- Opening Delimiter -

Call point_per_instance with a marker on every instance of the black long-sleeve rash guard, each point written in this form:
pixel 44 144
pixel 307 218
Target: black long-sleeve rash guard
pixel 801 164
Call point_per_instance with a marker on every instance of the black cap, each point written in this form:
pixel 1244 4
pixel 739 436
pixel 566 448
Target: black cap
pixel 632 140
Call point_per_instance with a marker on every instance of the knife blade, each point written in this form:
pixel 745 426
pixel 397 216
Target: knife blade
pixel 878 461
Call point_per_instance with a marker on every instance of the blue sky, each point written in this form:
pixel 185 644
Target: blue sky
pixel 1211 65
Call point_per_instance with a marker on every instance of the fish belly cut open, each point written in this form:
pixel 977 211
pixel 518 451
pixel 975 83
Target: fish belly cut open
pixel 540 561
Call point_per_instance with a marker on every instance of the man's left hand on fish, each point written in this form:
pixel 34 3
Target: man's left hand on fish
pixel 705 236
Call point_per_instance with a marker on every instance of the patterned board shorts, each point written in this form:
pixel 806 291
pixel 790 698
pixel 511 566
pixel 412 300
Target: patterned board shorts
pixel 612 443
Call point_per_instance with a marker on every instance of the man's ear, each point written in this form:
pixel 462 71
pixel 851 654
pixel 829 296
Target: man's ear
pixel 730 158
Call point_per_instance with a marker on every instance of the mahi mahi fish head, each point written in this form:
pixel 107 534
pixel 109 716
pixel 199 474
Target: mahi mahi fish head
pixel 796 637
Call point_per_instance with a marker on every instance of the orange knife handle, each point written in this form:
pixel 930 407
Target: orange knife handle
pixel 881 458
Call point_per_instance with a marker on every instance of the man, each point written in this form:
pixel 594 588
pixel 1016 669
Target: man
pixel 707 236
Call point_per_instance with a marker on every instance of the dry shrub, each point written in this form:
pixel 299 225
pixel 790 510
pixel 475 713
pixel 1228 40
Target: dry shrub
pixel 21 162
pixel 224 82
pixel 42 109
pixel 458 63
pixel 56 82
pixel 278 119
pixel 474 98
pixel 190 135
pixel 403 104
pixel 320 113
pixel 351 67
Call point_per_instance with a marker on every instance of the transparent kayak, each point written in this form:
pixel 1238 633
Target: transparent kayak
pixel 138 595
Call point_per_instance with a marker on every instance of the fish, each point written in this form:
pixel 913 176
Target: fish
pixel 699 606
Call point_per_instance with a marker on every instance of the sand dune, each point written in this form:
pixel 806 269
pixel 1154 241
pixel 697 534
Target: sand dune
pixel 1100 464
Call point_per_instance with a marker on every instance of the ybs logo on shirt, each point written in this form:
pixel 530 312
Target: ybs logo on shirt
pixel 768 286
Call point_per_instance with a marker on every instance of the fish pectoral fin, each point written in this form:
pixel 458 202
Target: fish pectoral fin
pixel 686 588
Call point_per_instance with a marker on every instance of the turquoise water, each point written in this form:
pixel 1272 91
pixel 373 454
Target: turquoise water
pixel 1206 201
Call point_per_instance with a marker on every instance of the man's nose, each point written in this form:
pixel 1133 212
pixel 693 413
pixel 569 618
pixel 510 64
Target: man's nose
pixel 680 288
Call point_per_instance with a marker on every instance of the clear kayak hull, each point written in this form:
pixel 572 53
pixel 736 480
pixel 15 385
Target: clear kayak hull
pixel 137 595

- Closing Delimiter -

_What to do_
All lines from the one with "of the sand" onward to the end of the records above should be repeated exactly, and only those lines.

_Exercise answer_
Call point_per_instance with a marker on every instance of the sand dune, each point written in this form:
pixel 806 269
pixel 1154 241
pixel 697 534
Target: sand dune
pixel 1100 464
Call point_per_instance with a marker on every instance of the ybs logo on shirt, each point written in this form:
pixel 530 312
Target: ybs logo on shirt
pixel 768 286
Call point_per_instance with a marker on every instance of the fish pectoral fin, each point written in this form:
pixel 458 202
Target: fish pectoral fin
pixel 686 588
Call point_per_instance with a marker on every instance of the turquoise water, each point written in this form:
pixel 1272 91
pixel 373 454
Target: turquoise water
pixel 1206 201
Call point_per_instance with a marker on every instance of the man's nose, each point written in this form:
pixel 1133 212
pixel 693 413
pixel 569 618
pixel 510 64
Target: man's nose
pixel 680 288
Call point_per_instance with a marker on every instance of the clear kayak hull, each point written in this form:
pixel 572 53
pixel 736 480
pixel 15 385
Target: clear kayak hull
pixel 137 595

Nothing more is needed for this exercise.